The National Guard went door-to-door in Myers' building and ordered everyone to leave. They didn't realize there was a makeshift penthouse added to the roof. Myers, his pregnant wife and children stayed in the building for days. Debris covered Myers' roof and broke two skylights. Myers cleaned ashes and body parts off his roof and out of his apartment. 

He also wandered the streets around Ground Zero capturing video and still photographs.

"Scott did not do very well after that," Jenny said.

Neither did his wife, who eventually divorced him. Myers accused the presiding judge of facilitating "terrorism” and even “aiding bin Laden.” 

He was jailed for six months in The Tombs for civil contempt.

Flash-forward to Nov. 25, 2021. Now 68, Myers and Weiser, then 28, are sipping vodka in his kitchen when their 9/11 talk turned to Governor's Island. The island, in New York harbor at the foot of the World Trade Center, was America's largest Coast Guard base from 1966 until it closed in 1996. 

Myers told Weiser he worked there. He seemed to darkly suggest it afforded him some secret insight into the 9/11 attack.  Weiser told Myers her father worked there too. 

“I’ve been trying to find out about Governors Island since the 1980s,” she said, demanding Myers tell her all he knew.

Minutes later, Weiser went to the bathroom. Myers dimmed the lights, opened his murphy bed and swaped the shaker Weiser was using to "season" her vodka with another shaker identical in appearance to the first. When Weiser returned, she poured herself more vodka and shook the shaker into her drink.  It's not clear whether she knows the shaker has been switched.

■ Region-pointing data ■
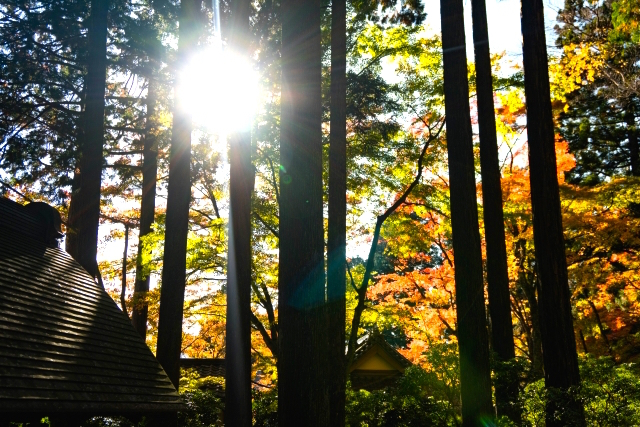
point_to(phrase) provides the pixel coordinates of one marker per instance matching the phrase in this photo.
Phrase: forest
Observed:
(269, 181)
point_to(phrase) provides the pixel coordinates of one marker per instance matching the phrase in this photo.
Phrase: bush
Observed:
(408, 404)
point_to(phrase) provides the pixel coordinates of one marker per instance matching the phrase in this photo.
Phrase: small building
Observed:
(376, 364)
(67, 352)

...

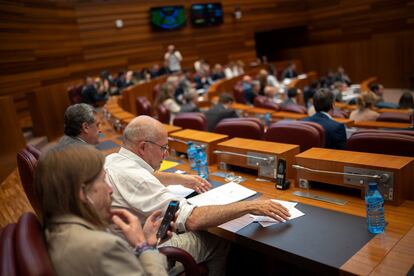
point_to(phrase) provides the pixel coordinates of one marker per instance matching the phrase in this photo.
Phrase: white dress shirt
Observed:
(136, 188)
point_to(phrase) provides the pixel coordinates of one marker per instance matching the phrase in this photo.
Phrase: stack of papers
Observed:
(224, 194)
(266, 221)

■ What to do ■
a) Answer these questions from the text about Myers:
(i) What did Myers clean off his roof and out of his apartment?
(ii) For how long, and for what, was Myers jailed in The Tombs?
(iii) During which years was Governor's Island America's largest Coast Guard base?
b) Reproduce word for word the passage of the text about Myers that begins at the words "The National Guard" and stops after the words "for civil contempt.".

■ Answers to this exercise ■
a)
(i) Ashes and body parts.
(ii) Six months, for civil contempt.
(iii) From 1966 until it closed in 1996.

b)
The National Guard went door-to-door in Myers' building and ordered everyone to leave. They didn't realize there was a makeshift penthouse added to the roof. Myers, his pregnant wife and children stayed in the building for days. Debris covered Myers' roof and broke two skylights. Myers cleaned ashes and body parts off his roof and out of his apartment. 

He also wandered the streets around Ground Zero capturing video and still photographs.

"Scott did not do very well after that," Jenny said.

Neither did his wife, who eventually divorced him. Myers accused the presiding judge of facilitating "terrorism” and even “aiding bin Laden.” 

He was jailed for six months in The Tombs for civil contempt.